Start of RECORDS FOR THIS TASK
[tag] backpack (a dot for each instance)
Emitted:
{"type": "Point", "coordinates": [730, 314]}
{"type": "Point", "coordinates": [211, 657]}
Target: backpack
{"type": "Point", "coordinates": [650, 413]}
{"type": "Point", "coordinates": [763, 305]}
End of RECORDS FOR THIS TASK
WHAT IS NEEDED
Copy every line of the records word for word.

COMPLETED EXERCISE
[tag] backpack (a dot for each instance)
Emitted:
{"type": "Point", "coordinates": [730, 314]}
{"type": "Point", "coordinates": [211, 657]}
Target: backpack
{"type": "Point", "coordinates": [650, 413]}
{"type": "Point", "coordinates": [763, 305]}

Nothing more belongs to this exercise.